[What you need to do]: Give as output the line that contains "the coat collar", followed by every remaining line of the entries, unchanged and with nothing added.

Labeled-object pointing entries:
+ + + +
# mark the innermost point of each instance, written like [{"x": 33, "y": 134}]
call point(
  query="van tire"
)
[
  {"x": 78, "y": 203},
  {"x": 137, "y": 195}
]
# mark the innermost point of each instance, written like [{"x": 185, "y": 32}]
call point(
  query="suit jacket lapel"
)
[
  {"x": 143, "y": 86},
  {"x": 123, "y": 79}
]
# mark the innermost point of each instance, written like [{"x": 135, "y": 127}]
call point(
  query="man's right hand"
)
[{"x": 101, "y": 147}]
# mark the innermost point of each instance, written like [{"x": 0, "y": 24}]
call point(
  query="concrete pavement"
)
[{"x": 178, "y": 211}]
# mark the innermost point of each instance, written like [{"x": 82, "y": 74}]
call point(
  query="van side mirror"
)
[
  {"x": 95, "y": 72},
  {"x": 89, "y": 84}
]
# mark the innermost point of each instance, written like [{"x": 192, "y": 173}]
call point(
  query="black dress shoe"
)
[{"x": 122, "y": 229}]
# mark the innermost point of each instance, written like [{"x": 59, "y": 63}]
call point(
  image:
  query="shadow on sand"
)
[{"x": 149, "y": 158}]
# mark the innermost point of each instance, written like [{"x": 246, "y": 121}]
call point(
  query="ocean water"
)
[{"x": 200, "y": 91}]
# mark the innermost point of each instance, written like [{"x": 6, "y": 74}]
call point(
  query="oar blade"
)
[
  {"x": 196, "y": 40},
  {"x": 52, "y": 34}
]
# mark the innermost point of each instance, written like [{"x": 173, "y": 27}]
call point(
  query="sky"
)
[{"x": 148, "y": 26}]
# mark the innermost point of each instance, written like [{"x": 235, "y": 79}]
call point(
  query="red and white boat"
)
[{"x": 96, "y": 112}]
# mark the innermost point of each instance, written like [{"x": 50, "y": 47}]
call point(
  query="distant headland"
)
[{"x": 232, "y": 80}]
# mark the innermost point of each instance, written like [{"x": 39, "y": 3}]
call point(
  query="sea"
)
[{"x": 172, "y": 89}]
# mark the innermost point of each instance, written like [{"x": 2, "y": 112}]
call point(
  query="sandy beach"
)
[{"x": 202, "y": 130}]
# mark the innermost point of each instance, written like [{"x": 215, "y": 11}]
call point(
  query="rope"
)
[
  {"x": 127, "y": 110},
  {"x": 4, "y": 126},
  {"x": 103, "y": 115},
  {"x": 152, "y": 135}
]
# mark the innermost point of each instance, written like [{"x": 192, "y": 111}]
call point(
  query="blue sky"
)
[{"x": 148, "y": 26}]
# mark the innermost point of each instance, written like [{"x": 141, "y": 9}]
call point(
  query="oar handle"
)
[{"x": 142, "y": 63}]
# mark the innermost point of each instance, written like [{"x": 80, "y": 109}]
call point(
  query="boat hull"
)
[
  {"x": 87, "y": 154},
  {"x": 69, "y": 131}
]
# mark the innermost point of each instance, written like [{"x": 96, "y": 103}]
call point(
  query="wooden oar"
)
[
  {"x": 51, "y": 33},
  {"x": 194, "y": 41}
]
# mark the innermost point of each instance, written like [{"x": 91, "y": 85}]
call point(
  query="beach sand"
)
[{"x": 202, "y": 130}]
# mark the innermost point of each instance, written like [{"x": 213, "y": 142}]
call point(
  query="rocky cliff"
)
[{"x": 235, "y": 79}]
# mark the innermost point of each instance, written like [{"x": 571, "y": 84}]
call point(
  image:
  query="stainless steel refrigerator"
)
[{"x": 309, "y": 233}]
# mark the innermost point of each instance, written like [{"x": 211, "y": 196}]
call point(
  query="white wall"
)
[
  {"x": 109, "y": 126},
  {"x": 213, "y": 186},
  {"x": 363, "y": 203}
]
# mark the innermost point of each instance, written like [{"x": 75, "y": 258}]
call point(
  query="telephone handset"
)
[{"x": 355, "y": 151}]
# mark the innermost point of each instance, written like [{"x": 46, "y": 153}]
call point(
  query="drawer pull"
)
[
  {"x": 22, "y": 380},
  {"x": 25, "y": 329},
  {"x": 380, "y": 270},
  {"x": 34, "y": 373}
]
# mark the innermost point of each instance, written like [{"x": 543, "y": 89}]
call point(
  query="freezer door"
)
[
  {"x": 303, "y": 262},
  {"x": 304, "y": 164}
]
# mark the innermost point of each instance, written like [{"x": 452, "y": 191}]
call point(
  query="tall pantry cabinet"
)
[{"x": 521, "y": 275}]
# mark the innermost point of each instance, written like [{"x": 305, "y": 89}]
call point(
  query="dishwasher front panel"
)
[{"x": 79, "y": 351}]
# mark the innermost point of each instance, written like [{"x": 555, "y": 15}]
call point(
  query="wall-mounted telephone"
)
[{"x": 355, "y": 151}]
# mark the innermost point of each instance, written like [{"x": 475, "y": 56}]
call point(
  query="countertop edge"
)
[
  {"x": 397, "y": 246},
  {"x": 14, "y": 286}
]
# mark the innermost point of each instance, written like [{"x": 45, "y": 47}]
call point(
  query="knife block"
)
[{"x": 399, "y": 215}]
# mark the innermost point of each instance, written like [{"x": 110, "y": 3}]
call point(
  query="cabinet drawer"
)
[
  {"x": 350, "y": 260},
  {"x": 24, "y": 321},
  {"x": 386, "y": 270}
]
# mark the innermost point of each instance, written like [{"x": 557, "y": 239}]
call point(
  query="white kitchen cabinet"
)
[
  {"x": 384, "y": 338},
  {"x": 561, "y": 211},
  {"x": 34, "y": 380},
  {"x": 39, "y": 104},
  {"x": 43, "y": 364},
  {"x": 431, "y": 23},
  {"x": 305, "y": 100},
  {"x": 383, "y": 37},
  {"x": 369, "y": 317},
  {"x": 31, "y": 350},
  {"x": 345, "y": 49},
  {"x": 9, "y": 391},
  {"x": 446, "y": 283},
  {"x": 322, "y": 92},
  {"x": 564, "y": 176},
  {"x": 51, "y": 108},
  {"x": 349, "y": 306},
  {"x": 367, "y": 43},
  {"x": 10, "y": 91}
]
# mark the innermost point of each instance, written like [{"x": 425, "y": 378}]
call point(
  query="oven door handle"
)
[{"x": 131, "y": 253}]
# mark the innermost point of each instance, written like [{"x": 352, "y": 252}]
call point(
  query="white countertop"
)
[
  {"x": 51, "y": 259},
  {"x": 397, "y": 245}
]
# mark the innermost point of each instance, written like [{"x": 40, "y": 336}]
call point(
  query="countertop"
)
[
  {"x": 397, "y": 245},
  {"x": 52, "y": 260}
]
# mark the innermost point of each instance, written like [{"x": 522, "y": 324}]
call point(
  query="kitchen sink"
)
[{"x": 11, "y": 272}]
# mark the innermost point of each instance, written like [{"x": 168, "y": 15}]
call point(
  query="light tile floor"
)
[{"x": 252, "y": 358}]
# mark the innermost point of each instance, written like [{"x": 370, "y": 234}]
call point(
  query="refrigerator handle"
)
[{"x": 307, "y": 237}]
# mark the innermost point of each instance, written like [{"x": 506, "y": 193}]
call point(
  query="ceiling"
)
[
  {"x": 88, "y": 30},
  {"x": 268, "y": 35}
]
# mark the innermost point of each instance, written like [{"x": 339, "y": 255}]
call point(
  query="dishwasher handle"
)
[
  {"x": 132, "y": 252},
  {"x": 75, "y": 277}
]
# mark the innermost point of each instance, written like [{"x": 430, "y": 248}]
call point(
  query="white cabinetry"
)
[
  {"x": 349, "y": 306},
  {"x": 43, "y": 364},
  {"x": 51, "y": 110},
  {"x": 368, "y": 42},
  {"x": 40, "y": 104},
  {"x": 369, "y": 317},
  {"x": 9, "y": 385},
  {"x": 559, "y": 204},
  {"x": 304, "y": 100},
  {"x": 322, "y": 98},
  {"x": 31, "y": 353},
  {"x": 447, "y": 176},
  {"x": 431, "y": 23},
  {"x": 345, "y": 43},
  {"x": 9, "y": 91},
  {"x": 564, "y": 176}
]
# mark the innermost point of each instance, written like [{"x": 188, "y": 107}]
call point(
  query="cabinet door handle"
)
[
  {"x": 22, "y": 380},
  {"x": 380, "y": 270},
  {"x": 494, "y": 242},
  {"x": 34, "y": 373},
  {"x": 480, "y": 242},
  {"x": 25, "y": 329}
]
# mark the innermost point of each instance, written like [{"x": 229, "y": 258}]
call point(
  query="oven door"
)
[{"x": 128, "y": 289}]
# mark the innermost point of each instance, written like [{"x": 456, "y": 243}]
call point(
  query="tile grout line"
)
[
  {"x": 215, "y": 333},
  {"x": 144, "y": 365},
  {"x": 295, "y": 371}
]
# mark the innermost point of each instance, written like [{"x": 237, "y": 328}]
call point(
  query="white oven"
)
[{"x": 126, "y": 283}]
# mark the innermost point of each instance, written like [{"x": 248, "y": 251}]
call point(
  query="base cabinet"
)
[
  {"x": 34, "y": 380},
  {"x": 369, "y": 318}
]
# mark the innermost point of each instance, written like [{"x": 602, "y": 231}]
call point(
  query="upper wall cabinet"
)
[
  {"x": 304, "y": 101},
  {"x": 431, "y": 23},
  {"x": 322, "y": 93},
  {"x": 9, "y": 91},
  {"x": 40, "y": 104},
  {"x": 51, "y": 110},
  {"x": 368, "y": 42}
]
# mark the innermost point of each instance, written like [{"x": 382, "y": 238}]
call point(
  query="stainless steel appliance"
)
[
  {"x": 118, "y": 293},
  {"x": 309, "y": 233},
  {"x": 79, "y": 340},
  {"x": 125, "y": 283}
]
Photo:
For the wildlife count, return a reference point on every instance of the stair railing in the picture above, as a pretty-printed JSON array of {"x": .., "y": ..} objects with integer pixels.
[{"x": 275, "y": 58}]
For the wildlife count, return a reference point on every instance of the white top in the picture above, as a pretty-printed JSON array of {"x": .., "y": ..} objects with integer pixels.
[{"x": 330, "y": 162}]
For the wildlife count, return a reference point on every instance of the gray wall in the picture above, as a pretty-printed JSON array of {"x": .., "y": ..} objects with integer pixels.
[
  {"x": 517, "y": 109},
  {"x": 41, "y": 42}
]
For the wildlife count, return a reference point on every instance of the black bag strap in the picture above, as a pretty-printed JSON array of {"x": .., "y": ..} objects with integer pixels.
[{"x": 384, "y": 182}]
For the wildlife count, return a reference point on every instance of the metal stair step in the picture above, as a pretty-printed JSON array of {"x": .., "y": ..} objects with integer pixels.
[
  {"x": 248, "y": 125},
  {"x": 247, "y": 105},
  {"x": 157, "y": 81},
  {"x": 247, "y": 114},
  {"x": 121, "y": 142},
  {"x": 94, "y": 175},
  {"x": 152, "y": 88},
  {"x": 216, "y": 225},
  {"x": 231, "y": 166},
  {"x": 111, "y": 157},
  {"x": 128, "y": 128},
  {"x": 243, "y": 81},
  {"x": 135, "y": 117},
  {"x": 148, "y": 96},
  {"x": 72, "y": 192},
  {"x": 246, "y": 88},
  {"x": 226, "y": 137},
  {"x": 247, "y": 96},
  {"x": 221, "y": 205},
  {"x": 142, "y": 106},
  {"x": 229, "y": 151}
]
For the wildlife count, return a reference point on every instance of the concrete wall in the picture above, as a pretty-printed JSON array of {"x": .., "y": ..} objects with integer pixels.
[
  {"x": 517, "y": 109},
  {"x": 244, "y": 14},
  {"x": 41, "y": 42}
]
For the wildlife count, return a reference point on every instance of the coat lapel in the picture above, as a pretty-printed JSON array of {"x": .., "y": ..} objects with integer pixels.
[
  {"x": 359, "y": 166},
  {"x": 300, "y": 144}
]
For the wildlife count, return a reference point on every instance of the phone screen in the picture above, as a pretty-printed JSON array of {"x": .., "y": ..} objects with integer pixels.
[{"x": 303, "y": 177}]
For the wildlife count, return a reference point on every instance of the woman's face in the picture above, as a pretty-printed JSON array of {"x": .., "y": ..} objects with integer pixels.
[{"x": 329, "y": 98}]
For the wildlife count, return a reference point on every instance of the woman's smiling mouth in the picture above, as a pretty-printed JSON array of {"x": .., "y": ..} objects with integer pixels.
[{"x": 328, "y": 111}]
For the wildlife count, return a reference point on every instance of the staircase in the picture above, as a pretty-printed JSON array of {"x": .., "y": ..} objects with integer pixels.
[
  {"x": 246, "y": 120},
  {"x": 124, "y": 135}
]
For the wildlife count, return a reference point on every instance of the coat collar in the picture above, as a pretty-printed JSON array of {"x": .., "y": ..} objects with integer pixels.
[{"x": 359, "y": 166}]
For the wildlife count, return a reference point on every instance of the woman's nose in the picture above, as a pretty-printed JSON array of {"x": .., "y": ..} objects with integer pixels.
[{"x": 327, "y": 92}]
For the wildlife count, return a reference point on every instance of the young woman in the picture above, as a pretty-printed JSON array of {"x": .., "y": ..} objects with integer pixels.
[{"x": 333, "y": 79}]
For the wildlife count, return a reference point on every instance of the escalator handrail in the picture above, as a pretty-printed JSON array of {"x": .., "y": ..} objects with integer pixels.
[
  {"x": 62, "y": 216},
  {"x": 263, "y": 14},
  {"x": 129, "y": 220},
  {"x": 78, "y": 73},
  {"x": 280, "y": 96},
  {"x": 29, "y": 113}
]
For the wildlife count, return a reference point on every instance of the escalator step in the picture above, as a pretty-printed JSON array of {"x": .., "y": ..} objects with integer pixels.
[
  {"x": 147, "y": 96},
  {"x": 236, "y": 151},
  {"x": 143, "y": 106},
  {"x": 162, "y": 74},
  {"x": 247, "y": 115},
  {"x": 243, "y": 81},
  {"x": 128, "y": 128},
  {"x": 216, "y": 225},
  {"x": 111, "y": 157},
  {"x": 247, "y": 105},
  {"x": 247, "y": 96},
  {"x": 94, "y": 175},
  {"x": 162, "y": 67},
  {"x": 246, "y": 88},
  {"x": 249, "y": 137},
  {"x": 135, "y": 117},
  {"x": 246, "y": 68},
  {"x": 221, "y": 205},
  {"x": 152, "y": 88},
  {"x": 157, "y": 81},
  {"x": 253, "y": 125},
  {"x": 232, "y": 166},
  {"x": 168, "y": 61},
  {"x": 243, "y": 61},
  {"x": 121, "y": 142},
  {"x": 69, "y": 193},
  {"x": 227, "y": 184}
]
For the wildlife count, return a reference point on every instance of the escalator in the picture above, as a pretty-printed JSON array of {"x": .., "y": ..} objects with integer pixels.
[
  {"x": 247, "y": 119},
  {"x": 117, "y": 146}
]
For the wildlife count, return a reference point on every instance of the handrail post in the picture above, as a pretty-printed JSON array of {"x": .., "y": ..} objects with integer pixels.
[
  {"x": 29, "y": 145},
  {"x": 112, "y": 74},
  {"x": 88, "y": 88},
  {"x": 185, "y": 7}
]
+ + + +
[Output of the task]:
For the wildlife count, return a reference point on every instance of the coat collar in the picture above, as a pretty-printed JSON array of {"x": .., "y": ..} objects with integer pixels.
[{"x": 359, "y": 166}]
For the wildlife count, return a reference point on every instance of the woman's nose in the picture above, as a pretty-printed JSON array of {"x": .., "y": ..} objects with integer pixels.
[{"x": 327, "y": 92}]
For the wildlife count, return a reference point on every instance of the young woman in the picture above, as a pretty-printed JSON array of {"x": .., "y": ..} objects with integer pixels.
[{"x": 333, "y": 79}]
For the wildlife count, return a reference point on every instance of the escalator handrail in the picture above, as a pretty-printed JSON array of {"x": .., "y": ..} objects with integer pixels.
[
  {"x": 62, "y": 216},
  {"x": 263, "y": 14},
  {"x": 129, "y": 220},
  {"x": 78, "y": 73},
  {"x": 280, "y": 96},
  {"x": 29, "y": 113}
]
For the wildlife count, return a reference point on every instance of the escalator step in the picture above, as a pretty-printed JSON array of {"x": .., "y": ..} objects with integer pixels.
[
  {"x": 147, "y": 96},
  {"x": 236, "y": 151},
  {"x": 143, "y": 106},
  {"x": 162, "y": 74},
  {"x": 247, "y": 115},
  {"x": 243, "y": 81},
  {"x": 128, "y": 128},
  {"x": 216, "y": 225},
  {"x": 111, "y": 157},
  {"x": 247, "y": 105},
  {"x": 247, "y": 96},
  {"x": 94, "y": 175},
  {"x": 162, "y": 67},
  {"x": 246, "y": 88},
  {"x": 249, "y": 137},
  {"x": 135, "y": 117},
  {"x": 246, "y": 68},
  {"x": 221, "y": 205},
  {"x": 152, "y": 88},
  {"x": 157, "y": 81},
  {"x": 253, "y": 125},
  {"x": 232, "y": 166},
  {"x": 168, "y": 61},
  {"x": 243, "y": 61},
  {"x": 121, "y": 142},
  {"x": 69, "y": 193},
  {"x": 227, "y": 184}
]
For the wildlife count, return a reference point on every instance of the escalator in the picture above, as a pretty-printed JSON array of {"x": .., "y": ..} objects with integer pixels.
[
  {"x": 247, "y": 119},
  {"x": 117, "y": 146}
]
For the wildlife count, return a reference point on every instance of the handrail post in the picture above, as a pretty-printed JSON array of {"x": .., "y": ..} objects with integer pixels.
[
  {"x": 29, "y": 145},
  {"x": 112, "y": 74},
  {"x": 88, "y": 88},
  {"x": 185, "y": 7}
]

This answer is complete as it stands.